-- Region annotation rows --

::::::

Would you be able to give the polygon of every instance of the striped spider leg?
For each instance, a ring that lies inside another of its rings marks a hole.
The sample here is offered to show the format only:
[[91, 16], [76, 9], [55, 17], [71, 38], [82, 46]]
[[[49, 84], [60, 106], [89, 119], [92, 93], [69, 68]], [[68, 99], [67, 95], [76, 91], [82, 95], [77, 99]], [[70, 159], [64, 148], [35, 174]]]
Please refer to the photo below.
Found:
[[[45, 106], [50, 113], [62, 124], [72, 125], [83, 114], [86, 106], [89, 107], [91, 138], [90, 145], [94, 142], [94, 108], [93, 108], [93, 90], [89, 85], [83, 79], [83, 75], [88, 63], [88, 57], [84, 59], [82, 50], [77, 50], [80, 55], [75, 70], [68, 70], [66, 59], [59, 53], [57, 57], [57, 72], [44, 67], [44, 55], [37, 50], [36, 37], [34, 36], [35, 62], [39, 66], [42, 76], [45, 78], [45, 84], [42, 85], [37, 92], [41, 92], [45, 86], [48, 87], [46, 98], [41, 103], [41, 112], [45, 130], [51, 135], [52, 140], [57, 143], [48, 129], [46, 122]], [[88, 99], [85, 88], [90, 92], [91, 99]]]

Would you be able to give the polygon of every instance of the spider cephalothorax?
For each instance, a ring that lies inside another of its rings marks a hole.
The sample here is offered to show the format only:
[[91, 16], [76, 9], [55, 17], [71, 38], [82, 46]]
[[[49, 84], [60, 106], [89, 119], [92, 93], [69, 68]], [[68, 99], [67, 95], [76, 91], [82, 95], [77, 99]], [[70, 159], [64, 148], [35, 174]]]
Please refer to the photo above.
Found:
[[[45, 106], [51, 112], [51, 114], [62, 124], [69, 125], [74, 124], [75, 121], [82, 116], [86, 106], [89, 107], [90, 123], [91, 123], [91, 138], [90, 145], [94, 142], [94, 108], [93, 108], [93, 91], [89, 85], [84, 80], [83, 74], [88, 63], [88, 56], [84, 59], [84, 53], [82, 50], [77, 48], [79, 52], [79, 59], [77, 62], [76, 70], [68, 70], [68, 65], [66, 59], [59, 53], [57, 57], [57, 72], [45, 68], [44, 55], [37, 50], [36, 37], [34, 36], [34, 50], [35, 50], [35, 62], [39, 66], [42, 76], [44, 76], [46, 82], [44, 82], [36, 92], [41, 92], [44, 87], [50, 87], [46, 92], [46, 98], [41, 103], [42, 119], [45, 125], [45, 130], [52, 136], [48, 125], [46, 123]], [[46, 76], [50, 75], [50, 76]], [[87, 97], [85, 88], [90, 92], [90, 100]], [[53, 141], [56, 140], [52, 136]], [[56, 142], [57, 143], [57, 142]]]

::::::

-- Brief --
Output the lines above again with no changes at all.

-- Final answer --
Would you be able to give the polygon of every instance of the striped spider leg?
For each instance, a ring that lies inside another of its rings marks a hole.
The sample here is offered to show the format only:
[[91, 16], [76, 9], [55, 17], [71, 38], [82, 46]]
[[[49, 84], [60, 106], [89, 119], [92, 93], [69, 68]], [[68, 99], [67, 95], [76, 91], [82, 95], [77, 99]], [[70, 159], [64, 148], [35, 174]]]
Please refer to the photo below.
Found:
[[[45, 106], [50, 113], [62, 124], [72, 125], [83, 114], [86, 106], [89, 107], [91, 138], [90, 145], [94, 142], [94, 108], [93, 108], [93, 90], [89, 85], [83, 79], [83, 75], [88, 63], [88, 57], [84, 59], [82, 50], [77, 50], [80, 55], [75, 70], [68, 70], [66, 59], [59, 53], [57, 57], [57, 72], [44, 67], [44, 55], [37, 50], [36, 37], [34, 36], [35, 62], [39, 66], [42, 76], [45, 78], [45, 84], [42, 85], [37, 92], [41, 92], [45, 86], [48, 87], [46, 98], [41, 103], [41, 112], [45, 130], [51, 135], [52, 140], [57, 143], [48, 129], [46, 122]], [[88, 99], [85, 88], [90, 92], [91, 99]]]

Would you be able to give the polygon of every instance of the spider cephalothorax?
For each instance, a ring that lies inside another of its rings marks a hole.
The sample here is offered to show the format only:
[[91, 16], [76, 9], [55, 17], [71, 38], [82, 46]]
[[[49, 84], [60, 106], [89, 119], [92, 93], [69, 68]], [[68, 99], [67, 95], [76, 91], [82, 95], [77, 99]], [[70, 159], [64, 148], [35, 174]]]
Please refer to the photo above.
Found:
[[[45, 106], [51, 112], [51, 114], [62, 124], [69, 125], [74, 124], [75, 121], [82, 116], [86, 106], [89, 107], [90, 123], [91, 123], [91, 138], [90, 145], [94, 142], [94, 108], [93, 108], [93, 91], [89, 85], [84, 80], [83, 74], [88, 63], [88, 56], [84, 59], [84, 53], [82, 50], [77, 48], [79, 52], [79, 59], [77, 62], [76, 70], [68, 70], [68, 65], [66, 59], [59, 53], [57, 57], [57, 72], [45, 68], [44, 55], [37, 50], [36, 37], [34, 36], [34, 50], [35, 50], [35, 62], [39, 66], [42, 76], [44, 76], [46, 82], [44, 82], [36, 92], [41, 92], [44, 87], [50, 87], [46, 92], [46, 98], [41, 103], [42, 119], [45, 125], [45, 130], [52, 136], [48, 125], [46, 123]], [[46, 76], [50, 75], [50, 76]], [[87, 97], [85, 88], [90, 92], [90, 100]], [[53, 141], [56, 140], [52, 136]], [[56, 142], [57, 143], [57, 142]]]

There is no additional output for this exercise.